### MATERIAL

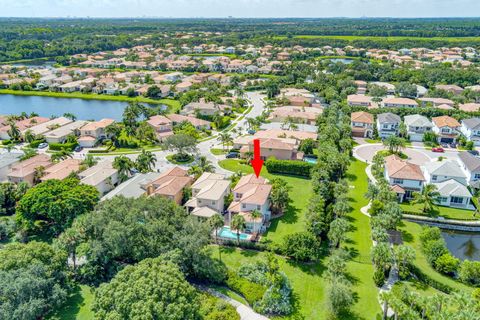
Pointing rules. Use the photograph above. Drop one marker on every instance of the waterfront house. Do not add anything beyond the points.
(404, 177)
(417, 125)
(447, 129)
(25, 171)
(388, 124)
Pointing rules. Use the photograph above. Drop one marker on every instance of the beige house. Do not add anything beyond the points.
(93, 131)
(162, 126)
(25, 170)
(208, 195)
(102, 176)
(251, 193)
(362, 124)
(170, 184)
(61, 170)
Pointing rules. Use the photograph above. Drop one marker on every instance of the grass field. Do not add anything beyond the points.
(77, 307)
(359, 243)
(439, 211)
(301, 191)
(173, 105)
(410, 233)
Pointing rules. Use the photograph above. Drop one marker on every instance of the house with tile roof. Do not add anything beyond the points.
(471, 130)
(388, 124)
(251, 193)
(361, 123)
(447, 129)
(417, 125)
(170, 184)
(404, 177)
(208, 195)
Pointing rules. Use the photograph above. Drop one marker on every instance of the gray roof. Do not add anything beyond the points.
(444, 168)
(134, 187)
(452, 188)
(416, 120)
(472, 123)
(471, 162)
(388, 118)
(8, 158)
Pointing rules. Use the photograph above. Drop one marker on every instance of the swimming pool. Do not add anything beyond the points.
(226, 233)
(310, 159)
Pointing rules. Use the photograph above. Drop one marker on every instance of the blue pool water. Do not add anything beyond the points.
(310, 160)
(226, 233)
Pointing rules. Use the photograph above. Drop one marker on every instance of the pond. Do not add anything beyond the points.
(48, 106)
(463, 245)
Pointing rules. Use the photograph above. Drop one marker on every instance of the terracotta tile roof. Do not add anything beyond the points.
(445, 121)
(362, 116)
(400, 169)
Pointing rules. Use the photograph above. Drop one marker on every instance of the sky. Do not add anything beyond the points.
(239, 8)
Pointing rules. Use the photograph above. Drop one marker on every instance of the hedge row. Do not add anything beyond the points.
(252, 292)
(293, 167)
(62, 146)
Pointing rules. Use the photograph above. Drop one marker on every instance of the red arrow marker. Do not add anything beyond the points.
(257, 162)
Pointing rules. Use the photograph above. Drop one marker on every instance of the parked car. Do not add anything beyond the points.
(232, 155)
(474, 152)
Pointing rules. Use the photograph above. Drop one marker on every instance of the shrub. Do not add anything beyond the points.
(379, 277)
(301, 246)
(293, 167)
(470, 272)
(447, 264)
(252, 292)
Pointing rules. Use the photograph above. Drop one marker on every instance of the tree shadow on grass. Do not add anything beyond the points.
(70, 309)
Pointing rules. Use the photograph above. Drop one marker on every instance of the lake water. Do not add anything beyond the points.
(463, 245)
(47, 106)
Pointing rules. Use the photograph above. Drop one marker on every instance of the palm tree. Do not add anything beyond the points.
(205, 164)
(238, 224)
(124, 165)
(427, 197)
(216, 222)
(146, 161)
(255, 215)
(70, 116)
(62, 155)
(28, 136)
(225, 138)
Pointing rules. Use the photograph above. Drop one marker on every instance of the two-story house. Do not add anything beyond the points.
(417, 126)
(362, 124)
(387, 124)
(471, 130)
(208, 195)
(162, 126)
(251, 194)
(447, 129)
(471, 167)
(404, 177)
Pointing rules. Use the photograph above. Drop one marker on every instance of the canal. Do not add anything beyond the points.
(48, 106)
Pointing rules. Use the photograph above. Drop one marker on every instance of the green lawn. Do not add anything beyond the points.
(77, 307)
(410, 233)
(306, 280)
(301, 191)
(173, 105)
(446, 212)
(359, 243)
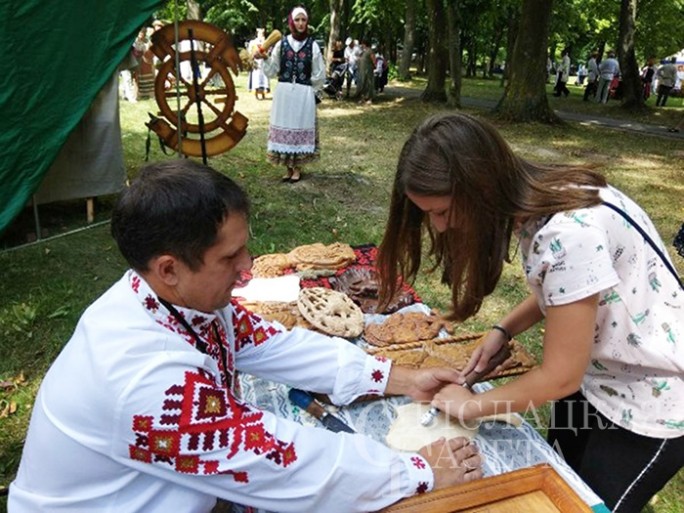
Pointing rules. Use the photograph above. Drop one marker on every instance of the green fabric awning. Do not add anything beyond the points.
(58, 55)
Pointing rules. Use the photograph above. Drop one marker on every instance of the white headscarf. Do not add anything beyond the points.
(297, 11)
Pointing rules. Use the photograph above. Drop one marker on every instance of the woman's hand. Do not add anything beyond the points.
(456, 401)
(493, 342)
(453, 461)
(419, 384)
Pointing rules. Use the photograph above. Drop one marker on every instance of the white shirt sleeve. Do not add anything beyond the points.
(178, 424)
(271, 65)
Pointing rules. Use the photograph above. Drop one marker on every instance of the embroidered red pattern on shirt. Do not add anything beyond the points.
(250, 329)
(199, 418)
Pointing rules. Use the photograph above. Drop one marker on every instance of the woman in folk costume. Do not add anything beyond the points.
(298, 63)
(258, 81)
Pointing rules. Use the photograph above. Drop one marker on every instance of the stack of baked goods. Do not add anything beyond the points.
(331, 312)
(361, 285)
(286, 313)
(320, 256)
(316, 308)
(403, 327)
(454, 352)
(302, 258)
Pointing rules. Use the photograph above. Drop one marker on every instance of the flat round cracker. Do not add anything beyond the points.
(331, 312)
(320, 256)
(270, 266)
(407, 434)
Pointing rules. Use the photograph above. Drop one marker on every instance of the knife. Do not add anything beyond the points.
(307, 402)
(472, 378)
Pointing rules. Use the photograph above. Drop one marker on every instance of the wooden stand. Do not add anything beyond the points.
(540, 489)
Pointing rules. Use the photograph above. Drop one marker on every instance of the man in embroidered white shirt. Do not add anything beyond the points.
(140, 412)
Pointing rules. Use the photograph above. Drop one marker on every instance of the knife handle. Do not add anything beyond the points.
(497, 359)
(306, 402)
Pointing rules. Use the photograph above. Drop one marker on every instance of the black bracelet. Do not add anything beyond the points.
(504, 331)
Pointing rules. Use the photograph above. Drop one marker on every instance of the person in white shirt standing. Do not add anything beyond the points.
(141, 412)
(592, 77)
(563, 74)
(608, 70)
(667, 78)
(297, 62)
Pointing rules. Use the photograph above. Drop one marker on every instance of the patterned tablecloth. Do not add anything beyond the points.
(505, 448)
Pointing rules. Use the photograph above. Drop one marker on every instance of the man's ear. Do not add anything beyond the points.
(165, 268)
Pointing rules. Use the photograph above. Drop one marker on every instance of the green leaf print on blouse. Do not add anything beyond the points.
(634, 340)
(670, 333)
(557, 249)
(578, 218)
(609, 390)
(598, 365)
(654, 282)
(610, 298)
(640, 317)
(672, 424)
(658, 386)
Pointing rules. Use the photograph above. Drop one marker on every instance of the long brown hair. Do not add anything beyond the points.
(491, 189)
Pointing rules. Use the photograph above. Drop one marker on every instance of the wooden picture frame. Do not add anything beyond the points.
(539, 488)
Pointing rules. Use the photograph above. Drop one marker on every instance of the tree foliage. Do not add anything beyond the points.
(487, 31)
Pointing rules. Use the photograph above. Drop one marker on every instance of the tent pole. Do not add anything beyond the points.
(36, 217)
(178, 79)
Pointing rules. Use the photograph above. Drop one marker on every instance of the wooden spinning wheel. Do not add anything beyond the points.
(217, 125)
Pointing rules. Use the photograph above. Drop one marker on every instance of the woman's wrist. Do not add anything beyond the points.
(504, 331)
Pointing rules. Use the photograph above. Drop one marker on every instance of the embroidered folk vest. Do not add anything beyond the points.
(296, 66)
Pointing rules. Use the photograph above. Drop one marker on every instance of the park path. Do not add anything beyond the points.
(583, 119)
(590, 119)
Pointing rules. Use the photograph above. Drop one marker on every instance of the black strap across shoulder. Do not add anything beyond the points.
(648, 239)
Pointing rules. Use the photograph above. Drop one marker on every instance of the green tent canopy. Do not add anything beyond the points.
(58, 55)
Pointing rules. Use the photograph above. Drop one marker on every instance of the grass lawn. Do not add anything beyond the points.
(344, 197)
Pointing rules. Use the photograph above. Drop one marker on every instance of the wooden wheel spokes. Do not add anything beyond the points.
(215, 57)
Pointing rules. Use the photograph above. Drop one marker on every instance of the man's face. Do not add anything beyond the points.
(210, 287)
(300, 22)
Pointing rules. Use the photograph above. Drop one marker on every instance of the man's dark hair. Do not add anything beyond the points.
(174, 207)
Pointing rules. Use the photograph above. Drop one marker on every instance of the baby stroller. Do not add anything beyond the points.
(334, 84)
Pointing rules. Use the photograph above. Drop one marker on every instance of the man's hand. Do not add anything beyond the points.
(419, 384)
(453, 461)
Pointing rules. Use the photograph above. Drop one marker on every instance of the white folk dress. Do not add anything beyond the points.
(636, 373)
(293, 134)
(133, 417)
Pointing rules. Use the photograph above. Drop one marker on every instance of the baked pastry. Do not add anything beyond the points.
(320, 256)
(331, 312)
(270, 266)
(286, 314)
(361, 285)
(405, 327)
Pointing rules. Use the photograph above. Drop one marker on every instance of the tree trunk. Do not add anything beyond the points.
(194, 11)
(336, 7)
(525, 98)
(494, 50)
(409, 35)
(454, 31)
(511, 35)
(632, 96)
(438, 53)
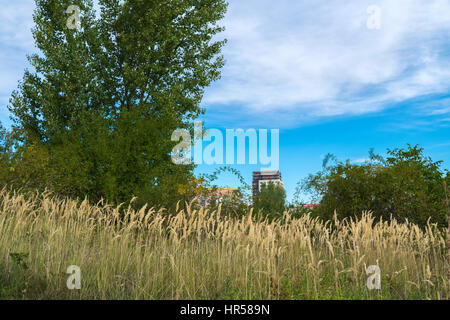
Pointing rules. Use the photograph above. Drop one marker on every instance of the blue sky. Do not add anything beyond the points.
(314, 70)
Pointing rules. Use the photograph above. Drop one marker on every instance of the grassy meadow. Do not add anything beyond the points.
(196, 254)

### EXERCISE PROMPT
Copy the stretch from the line containing "the blue sky." through the end of the items, reproducing every line precisely.

### TASK RESPONSE
Pointing rules. Use the photograph above. Drop one marker on every instance of the blue sky. Do not add anything beyond the points.
(314, 70)
Pointing rules. Use the photograph above. Drop one marker on every instance of the grassy meadow. Do not add anything beyond the points.
(196, 254)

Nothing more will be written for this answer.